TEKS SUMBER:
####################

Halaman

Rabu, 08 November 2017

Mengembangkan Supervisi Pengajaran Berwawasan Spiritual





Millenium ketiga sebagai the new age telah meletakkan nilai-nilai etis dan spiritual pada berbagai ranah aktivitas kehidupan manusia. Nilai-nilai etis-spiritual dimaksud tidak hanya teraplikasi dalam aspek sosial dan keagamaan, melainkan dalam aspek pendidikan yang dipersepsikan sebagai noble industry (industri mulia). Aspek pendidikanlah dianggap menjadi institusi yang paling bertanggung jawab terhadap penerusan dan penciptaan kualitas sumber daya manusia. Pernyataan ini menandaskan bahwa pendidikan  harus memandang manusia secara utuh dan terintegrasi dalam rangka membebaskan manusia dari belenggu-belenggu yang menghalangi emansipasi kemanusiaan menuju martabatnya yang paling luhur. Ketika pendidikan menjauhkan dimensi spiritualitas dan  berorientasi  pada dunia  material, maka dapat dipastikan akan menjatuhkan martabat kemanusiaan itu sendiri.

####################

BARIS DATA:

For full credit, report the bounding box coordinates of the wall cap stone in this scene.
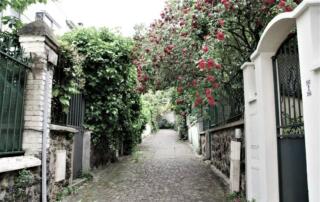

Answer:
[0,156,41,173]
[200,119,244,134]
[50,124,79,133]
[18,20,58,51]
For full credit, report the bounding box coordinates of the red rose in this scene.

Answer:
[207,58,215,70]
[198,59,207,71]
[218,19,224,27]
[202,45,209,53]
[216,31,224,41]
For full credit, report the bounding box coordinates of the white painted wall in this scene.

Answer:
[242,0,320,202]
[188,123,200,152]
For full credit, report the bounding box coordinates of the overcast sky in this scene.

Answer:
[52,0,165,36]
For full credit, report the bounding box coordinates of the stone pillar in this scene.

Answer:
[297,0,320,201]
[19,21,58,156]
[82,131,91,172]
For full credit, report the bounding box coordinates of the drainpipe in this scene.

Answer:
[41,70,49,202]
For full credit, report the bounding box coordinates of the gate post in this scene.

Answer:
[297,0,320,201]
[19,21,58,156]
[241,57,279,202]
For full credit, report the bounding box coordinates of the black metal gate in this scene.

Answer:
[67,94,85,179]
[273,34,308,202]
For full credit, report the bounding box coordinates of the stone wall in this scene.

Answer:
[210,123,246,192]
[47,131,73,201]
[0,167,41,202]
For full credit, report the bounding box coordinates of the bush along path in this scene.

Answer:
[53,28,146,166]
[64,130,226,202]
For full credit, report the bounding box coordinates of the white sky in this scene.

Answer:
[51,0,165,36]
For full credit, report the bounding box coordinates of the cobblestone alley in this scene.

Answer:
[64,130,226,202]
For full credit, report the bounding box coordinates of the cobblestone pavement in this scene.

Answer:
[65,130,225,202]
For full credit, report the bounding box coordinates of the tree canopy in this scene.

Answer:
[134,0,300,115]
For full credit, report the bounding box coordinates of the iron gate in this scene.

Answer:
[273,34,308,202]
[0,32,30,158]
[67,94,85,179]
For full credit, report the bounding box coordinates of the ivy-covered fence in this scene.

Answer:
[202,74,244,130]
[53,28,146,166]
[0,32,29,157]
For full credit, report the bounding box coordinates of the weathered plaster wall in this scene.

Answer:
[0,167,41,202]
[47,131,73,201]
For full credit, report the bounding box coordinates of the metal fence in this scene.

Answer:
[202,74,244,130]
[0,33,28,157]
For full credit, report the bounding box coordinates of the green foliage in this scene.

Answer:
[56,186,77,201]
[60,28,146,158]
[142,89,173,132]
[158,119,174,129]
[14,170,34,198]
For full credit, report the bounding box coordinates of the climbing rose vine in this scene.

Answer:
[134,0,300,114]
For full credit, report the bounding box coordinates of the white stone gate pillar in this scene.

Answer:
[19,21,58,157]
[297,0,320,202]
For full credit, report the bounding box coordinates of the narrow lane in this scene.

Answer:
[65,130,225,202]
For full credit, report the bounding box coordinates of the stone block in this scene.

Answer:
[55,150,67,182]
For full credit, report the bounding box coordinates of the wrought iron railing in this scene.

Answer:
[51,57,85,129]
[0,32,28,157]
[203,74,244,130]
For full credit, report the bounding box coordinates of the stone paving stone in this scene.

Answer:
[64,130,226,202]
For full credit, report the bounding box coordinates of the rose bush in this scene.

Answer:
[134,0,300,115]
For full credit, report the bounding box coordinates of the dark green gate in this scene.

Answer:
[0,35,29,157]
[273,34,308,202]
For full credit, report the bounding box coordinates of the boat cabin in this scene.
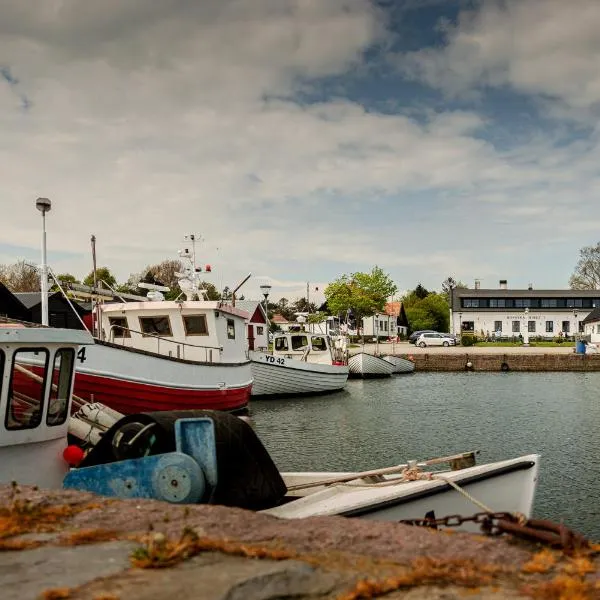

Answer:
[98,300,248,363]
[273,331,343,364]
[0,322,93,488]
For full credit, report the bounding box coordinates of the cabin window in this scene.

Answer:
[183,315,208,335]
[292,335,308,350]
[275,337,288,352]
[311,337,327,352]
[108,317,131,338]
[46,348,75,426]
[4,348,49,429]
[139,316,173,337]
[227,319,235,340]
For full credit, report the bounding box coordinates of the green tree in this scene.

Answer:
[83,267,117,288]
[324,266,398,332]
[569,242,600,290]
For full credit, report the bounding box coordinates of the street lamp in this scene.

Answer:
[260,283,271,347]
[35,198,52,326]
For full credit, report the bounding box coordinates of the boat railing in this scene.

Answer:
[108,325,223,362]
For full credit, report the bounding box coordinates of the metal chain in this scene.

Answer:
[400,512,590,551]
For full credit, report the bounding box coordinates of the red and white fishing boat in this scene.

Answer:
[69,239,252,414]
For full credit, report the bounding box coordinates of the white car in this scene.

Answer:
[416,332,456,348]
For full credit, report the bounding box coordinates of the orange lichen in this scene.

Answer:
[58,528,119,546]
[523,574,598,600]
[40,588,71,600]
[521,549,556,573]
[338,557,502,600]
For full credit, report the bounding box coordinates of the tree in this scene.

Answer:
[83,267,117,288]
[324,266,398,326]
[569,242,600,290]
[0,260,41,293]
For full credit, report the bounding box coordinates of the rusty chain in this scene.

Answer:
[400,512,590,551]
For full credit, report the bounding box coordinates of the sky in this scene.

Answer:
[0,0,600,301]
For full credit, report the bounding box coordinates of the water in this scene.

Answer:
[251,373,600,540]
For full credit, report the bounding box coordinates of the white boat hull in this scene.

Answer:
[381,354,415,373]
[348,352,394,378]
[263,454,539,531]
[250,352,348,396]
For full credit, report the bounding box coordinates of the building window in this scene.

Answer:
[227,319,235,340]
[108,317,131,339]
[463,298,479,308]
[46,348,75,427]
[183,315,208,335]
[4,348,49,429]
[138,316,173,337]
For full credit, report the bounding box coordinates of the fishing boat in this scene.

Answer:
[348,352,395,379]
[381,354,415,374]
[250,331,348,397]
[64,411,539,527]
[0,319,93,488]
[65,238,252,414]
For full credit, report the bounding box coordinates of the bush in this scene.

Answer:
[460,333,477,346]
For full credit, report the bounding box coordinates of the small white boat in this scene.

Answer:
[0,320,94,488]
[263,453,539,531]
[250,331,349,397]
[381,354,415,373]
[348,352,394,378]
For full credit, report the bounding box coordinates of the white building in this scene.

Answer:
[450,279,600,339]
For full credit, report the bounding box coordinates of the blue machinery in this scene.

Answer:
[63,417,217,504]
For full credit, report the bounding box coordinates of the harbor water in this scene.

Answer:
[251,373,600,540]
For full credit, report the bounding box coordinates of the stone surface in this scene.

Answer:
[0,486,600,600]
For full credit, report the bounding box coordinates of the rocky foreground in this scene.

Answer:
[0,486,600,600]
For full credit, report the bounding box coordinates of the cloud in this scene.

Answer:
[399,0,600,116]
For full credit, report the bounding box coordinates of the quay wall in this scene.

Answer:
[399,351,600,372]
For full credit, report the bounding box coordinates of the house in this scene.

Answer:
[14,292,90,329]
[235,300,269,350]
[450,279,600,338]
[0,281,31,321]
[581,307,600,344]
[384,302,408,336]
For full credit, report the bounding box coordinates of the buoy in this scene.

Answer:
[63,445,85,467]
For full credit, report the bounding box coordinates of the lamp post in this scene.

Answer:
[260,283,271,348]
[35,198,52,326]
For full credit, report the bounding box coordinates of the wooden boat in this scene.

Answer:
[348,352,394,379]
[381,354,415,373]
[250,332,348,397]
[65,411,539,527]
[0,320,93,488]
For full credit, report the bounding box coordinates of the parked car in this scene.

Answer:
[408,329,437,344]
[416,331,456,348]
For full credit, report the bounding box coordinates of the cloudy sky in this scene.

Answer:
[0,0,600,299]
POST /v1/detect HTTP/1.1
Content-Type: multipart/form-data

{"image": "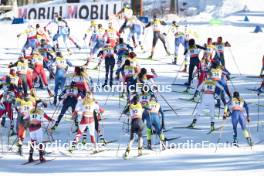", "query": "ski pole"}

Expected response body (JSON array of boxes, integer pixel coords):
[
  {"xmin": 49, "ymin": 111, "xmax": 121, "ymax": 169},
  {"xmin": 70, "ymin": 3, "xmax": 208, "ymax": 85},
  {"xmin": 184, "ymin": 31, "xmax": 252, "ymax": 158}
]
[
  {"xmin": 0, "ymin": 125, "xmax": 2, "ymax": 155},
  {"xmin": 257, "ymin": 95, "xmax": 260, "ymax": 132},
  {"xmin": 159, "ymin": 93, "xmax": 178, "ymax": 116},
  {"xmin": 97, "ymin": 64, "xmax": 101, "ymax": 86},
  {"xmin": 192, "ymin": 92, "xmax": 203, "ymax": 116},
  {"xmin": 172, "ymin": 60, "xmax": 185, "ymax": 85},
  {"xmin": 228, "ymin": 47, "xmax": 241, "ymax": 76},
  {"xmin": 215, "ymin": 119, "xmax": 227, "ymax": 153}
]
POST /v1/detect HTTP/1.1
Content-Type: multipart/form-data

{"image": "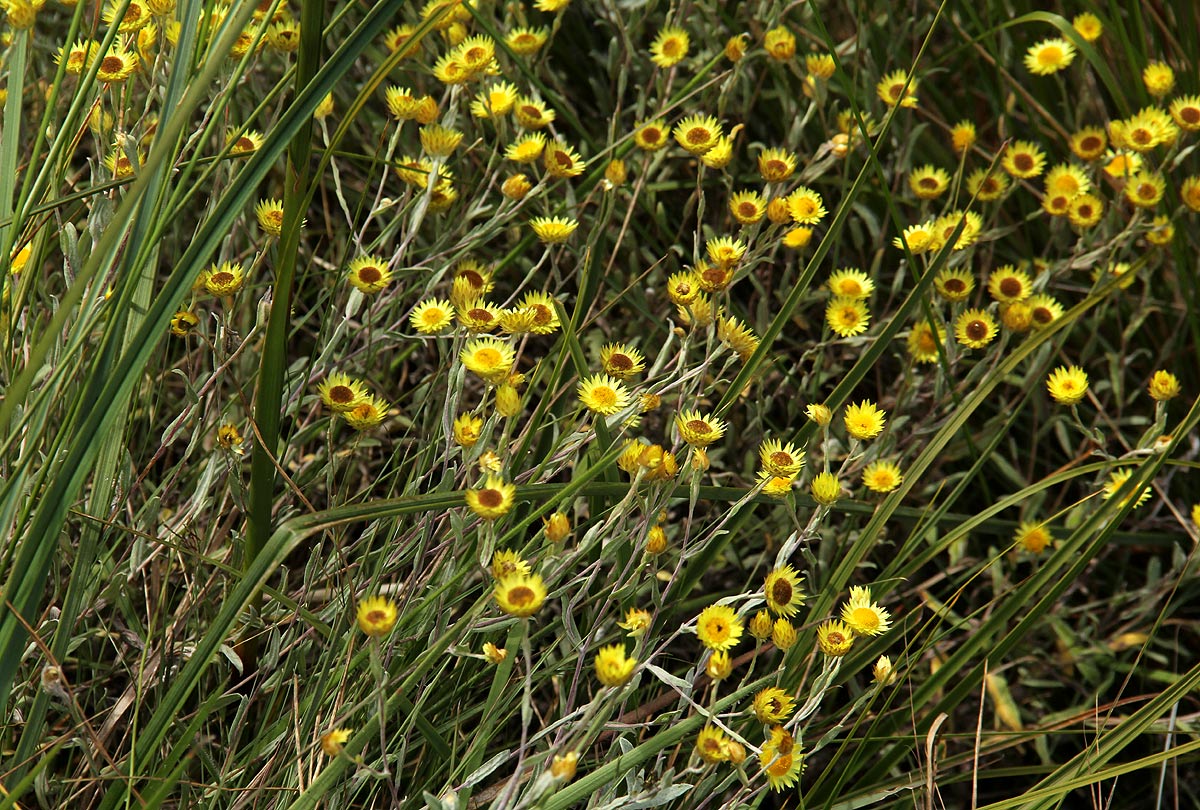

####################

SOAL LATIHAN:
(A) Menurut teks sumber, untuk apa pendidikan harus memandang manusia secara utuh dan terintegrasi? Jelaskan dalam satu sampai tiga kalimat.
(B) Salin bagian teks sumber dari "Millenium ketiga sebagai" sampai "kemanusiaan itu sendiri.".
Gunakan teks sumber saja sebagai acuan.

JAWABAN SOAL:
(A) Pendidikan harus memandang manusia secara utuh dan terintegrasi untuk membebaskan manusia dari belenggu-belenggu yang menghalangi emansipasi kemanusiaan. Dengan begitu, manusia dapat menuju martabatnya yang paling luhur.

(B)
Millenium ketiga sebagai the new age telah meletakkan nilai-nilai etis dan spiritual pada berbagai ranah aktivitas kehidupan manusia. Nilai-nilai etis-spiritual dimaksud tidak hanya teraplikasi dalam aspek sosial dan keagamaan, melainkan dalam aspek pendidikan yang dipersepsikan sebagai noble industry (industri mulia). Aspek pendidikanlah dianggap menjadi institusi yang paling bertanggung jawab terhadap penerusan dan penciptaan kualitas sumber daya manusia. Pernyataan ini menandaskan bahwa pendidikan  harus memandang manusia secara utuh dan terintegrasi dalam rangka membebaskan manusia dari belenggu-belenggu yang menghalangi emansipasi kemanusiaan menuju martabatnya yang paling luhur. Ketika pendidikan menjauhkan dimensi spiritualitas dan  berorientasi  pada dunia  material, maka dapat dipastikan akan menjatuhkan martabat kemanusiaan itu sendiri.